What needs to be done: Retype each record exactly; no pictures.

####################

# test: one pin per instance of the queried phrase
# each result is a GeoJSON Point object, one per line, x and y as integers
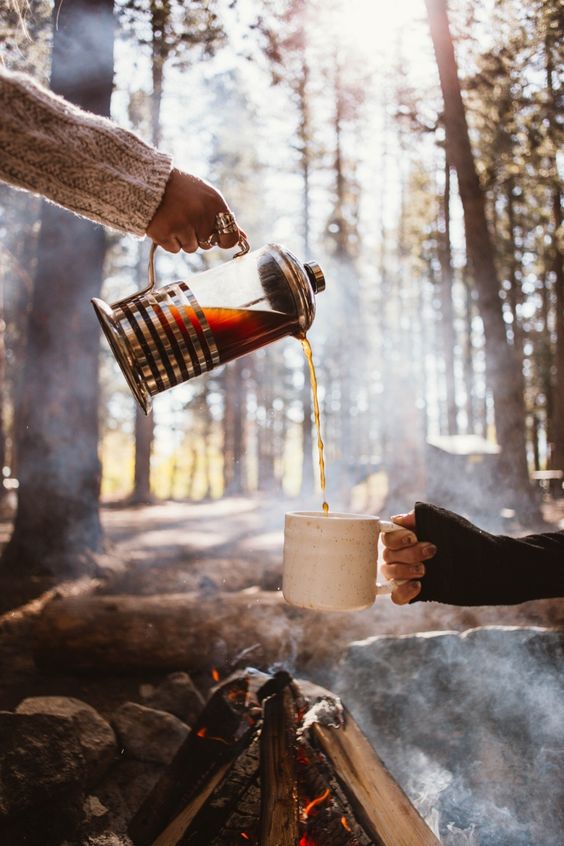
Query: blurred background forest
{"type": "Point", "coordinates": [325, 126]}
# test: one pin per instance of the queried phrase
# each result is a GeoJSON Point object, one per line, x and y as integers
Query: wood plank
{"type": "Point", "coordinates": [377, 799]}
{"type": "Point", "coordinates": [279, 811]}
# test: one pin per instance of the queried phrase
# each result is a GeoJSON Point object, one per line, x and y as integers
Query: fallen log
{"type": "Point", "coordinates": [165, 632]}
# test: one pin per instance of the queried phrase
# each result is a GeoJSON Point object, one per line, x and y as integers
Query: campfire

####################

Response to this exercise:
# test: one pin per instance of the queried phrase
# each result is a GeoJSON Point object, one per line, x and y as integers
Query: blurred background forest
{"type": "Point", "coordinates": [325, 126]}
# test: one pin per instance of the queried phrase
# each result is a GeoJSON Point object, one per line, x and y as integers
Query: wood plank
{"type": "Point", "coordinates": [377, 799]}
{"type": "Point", "coordinates": [279, 811]}
# test: one pin per instance of the queried phrase
# each result is a GeoJSON Point object, one per line, x and y as integers
Query: fallen log
{"type": "Point", "coordinates": [165, 632]}
# test: one pin per instance of the queried phrase
# each result is a GeoJSON Point object, one per line, x and y as integers
Query: campfire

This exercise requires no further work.